• Tarefa a fazer: Escreva a continuação do texto sobre o novo disco de Bebel, começando logo depois da última frase dele.

A canção-título tem letra forte embalada por um som pulsante de instrumentos de percussão: “Agora eu posso ouvir/ posso então cantar/ eu sempre falei que podia ser muito melhor/ mas você nunca me entendeu”. É uma música sincera como todo o disco, segundo Bebel. Na sequência, sua voz completa: “De dentro para fora/ é só você confiar”. “Todo Agora” é permeado por um “mantra eletrônico envolvente, que serve para namorar, para dançar, para cozinhar, para tantas coisas”, diz.
O novo álbum é também o primeiro da artista depois das mortes, uma atrás da outra, de seus pais. “Um choque de emoções.” A cantora e compositora Miúcha morreu em dezembro de 2018, aos 81 anos, e João Gilberto, sete meses depois, em julho do ano passado, aos 88 anos. “Foram momentos difíceis.”
“Agora” ainda coincide com datas marcantes da trajetória de Bebel. Há 40 anos, quando era uma adolescente de 14 anos, estreava ao lado do pai e seu violão, cantando “Chega de Saudade”, escrita por Vinicius de Moraes (1913-1980) e Antonio Carlos Jobim (1927-1994), em um especial para a televisão. Outra data importante: há 20 anos, Bebel fazia sua estreia internacional com “Tanto Tempo”, que vendeu quase 3 milhões de cópias e a levou à categoria de diva da bossa nova eletrônica.
Além do novo disco, Bebel está de casa nova. Depois de ter vivido por quase três décadas em Nova York, ela trocou a cidade americana pelo Rio de Janeiro. “Sou americanizada, nasci lá e passei muito tempo na cidade. Morava numa cobertura maravilhosa com vista para o Empire State, foi ótimo. Mas até fico pasma como sou abençoada de estar no Brasil. As pessoas que estão no poder são um horror, é fato, mas nós somos guerreiros. Com a pandemia, não estou trabalhando tanto e não teria poder econômico para continuar em Nova York. Decidi adotar uma forma sóbria de viver e ainda tenho uma vista linda da minha janela.”

• Dados coletados:

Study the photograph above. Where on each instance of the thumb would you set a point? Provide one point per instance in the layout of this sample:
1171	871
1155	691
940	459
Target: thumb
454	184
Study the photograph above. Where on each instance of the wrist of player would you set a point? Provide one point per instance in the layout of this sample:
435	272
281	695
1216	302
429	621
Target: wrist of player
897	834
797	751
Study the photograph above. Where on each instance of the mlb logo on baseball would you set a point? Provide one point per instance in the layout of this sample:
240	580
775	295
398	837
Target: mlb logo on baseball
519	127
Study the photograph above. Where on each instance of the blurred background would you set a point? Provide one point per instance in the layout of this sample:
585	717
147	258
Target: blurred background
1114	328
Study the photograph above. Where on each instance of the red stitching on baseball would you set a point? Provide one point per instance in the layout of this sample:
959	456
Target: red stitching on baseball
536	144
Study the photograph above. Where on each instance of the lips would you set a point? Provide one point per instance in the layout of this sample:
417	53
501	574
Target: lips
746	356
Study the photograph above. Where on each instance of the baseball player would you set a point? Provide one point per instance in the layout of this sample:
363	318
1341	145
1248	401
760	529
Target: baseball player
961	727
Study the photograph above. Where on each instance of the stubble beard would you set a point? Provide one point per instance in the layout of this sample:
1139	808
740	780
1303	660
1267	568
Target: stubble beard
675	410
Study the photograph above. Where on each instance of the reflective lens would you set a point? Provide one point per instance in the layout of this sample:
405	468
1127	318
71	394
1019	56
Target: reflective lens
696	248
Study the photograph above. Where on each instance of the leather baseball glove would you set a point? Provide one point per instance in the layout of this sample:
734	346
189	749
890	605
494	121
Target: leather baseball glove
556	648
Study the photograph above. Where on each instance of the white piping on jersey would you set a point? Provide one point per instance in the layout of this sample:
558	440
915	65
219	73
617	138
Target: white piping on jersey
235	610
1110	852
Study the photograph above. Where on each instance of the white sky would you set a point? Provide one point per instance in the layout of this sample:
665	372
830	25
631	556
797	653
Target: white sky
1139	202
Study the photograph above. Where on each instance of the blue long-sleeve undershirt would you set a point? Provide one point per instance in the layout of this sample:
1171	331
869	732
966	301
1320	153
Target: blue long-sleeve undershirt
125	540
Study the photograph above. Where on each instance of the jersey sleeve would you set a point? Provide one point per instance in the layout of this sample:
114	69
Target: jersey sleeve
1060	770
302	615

• Resposta da tarefa:
No começo do ano, depois de uma passagem pelo Japão, quando “todo mundo já estava de máscara”, uma parada em Los Angeles, nos Estados Unidos, e outra em Porto Seguro, na Bahia, Bebel se sentiu muito mal e precisou ser hospitalizada. Podia ser covid-19. Não era. “Fiz dois testes, ambos negativos para esse vírus. O diagnóstico foi infuenza-B. Tive febre alta, como criança, que me fez delirar. Entrei no soro, fui medicada, tomei todas as vacinas e estou totalmente recuperada.”
A cantora diz estar “relax” com o distanciamento social imposto pela pandemia. Tem se cuidado com ginástica (“Não posso parar de me exercitar porque tenho dois tornozelos quebrados”), conversado com uma vizinha e cozinhado com ingredientes saudáveis, “muito inhame, muita cúrcuma”.
Diz que seu apartamento ainda não está todo arrumado e que precisa colocar a casa em ordem. “Conheço pessoas que foram para a montanha e estão desesperadas porque estão sem internet ou qualquer outra coisa. Estou aqui, sempre vivi sozinha, foi uma opção minha não ter filhos, levar a vida desse jeito, com muita liberdade.”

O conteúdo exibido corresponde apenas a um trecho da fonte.